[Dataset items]
----
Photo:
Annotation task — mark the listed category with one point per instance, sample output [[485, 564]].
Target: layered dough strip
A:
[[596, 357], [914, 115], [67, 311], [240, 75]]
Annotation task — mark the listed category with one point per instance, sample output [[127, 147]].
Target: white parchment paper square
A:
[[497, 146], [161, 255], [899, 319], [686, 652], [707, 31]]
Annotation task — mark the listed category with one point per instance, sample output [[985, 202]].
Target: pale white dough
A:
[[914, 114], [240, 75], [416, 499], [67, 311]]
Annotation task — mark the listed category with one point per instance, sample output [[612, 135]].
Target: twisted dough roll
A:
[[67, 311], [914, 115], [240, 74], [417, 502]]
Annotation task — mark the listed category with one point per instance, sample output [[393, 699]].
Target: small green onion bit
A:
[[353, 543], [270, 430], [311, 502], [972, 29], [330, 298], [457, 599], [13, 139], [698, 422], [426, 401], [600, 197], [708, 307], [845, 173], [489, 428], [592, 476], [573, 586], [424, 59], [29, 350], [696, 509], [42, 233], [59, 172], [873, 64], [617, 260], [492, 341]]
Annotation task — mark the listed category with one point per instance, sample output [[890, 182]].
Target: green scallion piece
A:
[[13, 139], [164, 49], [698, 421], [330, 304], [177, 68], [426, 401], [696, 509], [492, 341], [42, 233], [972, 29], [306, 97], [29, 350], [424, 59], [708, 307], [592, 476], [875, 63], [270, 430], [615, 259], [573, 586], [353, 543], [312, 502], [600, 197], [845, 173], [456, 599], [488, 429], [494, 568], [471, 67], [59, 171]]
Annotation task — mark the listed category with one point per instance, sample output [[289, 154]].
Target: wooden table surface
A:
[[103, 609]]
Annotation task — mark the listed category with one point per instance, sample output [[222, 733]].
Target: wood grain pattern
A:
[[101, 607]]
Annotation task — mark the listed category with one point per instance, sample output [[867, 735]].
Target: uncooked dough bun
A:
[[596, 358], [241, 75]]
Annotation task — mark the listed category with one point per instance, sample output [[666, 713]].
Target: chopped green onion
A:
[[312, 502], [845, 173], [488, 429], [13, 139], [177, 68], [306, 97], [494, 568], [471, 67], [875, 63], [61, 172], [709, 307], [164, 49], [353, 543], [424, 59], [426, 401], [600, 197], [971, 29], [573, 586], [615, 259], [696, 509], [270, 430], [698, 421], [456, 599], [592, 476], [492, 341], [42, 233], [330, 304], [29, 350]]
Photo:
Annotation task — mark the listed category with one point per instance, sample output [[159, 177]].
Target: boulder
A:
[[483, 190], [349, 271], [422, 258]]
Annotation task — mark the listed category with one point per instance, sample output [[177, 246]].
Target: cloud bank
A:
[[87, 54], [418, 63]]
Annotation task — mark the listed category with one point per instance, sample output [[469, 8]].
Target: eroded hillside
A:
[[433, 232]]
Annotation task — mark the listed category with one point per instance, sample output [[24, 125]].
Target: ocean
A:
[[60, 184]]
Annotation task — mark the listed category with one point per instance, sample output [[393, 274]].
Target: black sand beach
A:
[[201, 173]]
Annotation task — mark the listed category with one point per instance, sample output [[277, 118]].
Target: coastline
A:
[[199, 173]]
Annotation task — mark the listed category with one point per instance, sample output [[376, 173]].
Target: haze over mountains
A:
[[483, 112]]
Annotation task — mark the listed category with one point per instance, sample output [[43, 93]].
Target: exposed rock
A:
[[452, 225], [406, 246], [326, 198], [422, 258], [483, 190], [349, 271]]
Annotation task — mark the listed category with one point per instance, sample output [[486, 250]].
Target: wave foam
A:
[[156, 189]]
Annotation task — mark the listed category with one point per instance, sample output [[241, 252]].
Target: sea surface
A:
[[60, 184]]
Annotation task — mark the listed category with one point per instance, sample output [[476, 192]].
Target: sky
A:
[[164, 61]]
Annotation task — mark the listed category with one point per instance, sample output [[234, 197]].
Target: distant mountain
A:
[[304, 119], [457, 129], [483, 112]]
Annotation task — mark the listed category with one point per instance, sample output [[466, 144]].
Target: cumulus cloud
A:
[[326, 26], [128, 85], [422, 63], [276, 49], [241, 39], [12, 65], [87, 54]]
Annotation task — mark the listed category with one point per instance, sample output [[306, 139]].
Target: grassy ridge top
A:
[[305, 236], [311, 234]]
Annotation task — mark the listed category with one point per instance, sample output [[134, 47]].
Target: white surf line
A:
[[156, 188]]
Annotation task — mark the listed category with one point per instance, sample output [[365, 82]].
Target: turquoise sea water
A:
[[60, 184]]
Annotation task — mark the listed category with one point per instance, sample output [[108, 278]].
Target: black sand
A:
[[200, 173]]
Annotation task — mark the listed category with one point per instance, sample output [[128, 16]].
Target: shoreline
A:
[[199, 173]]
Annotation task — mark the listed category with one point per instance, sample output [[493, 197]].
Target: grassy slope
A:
----
• **Problem**: What lines of the preceding data include the string "grassy"? Pull them out.

• **Solution to this exercise**:
Target: grassy ridge top
Target: grassy slope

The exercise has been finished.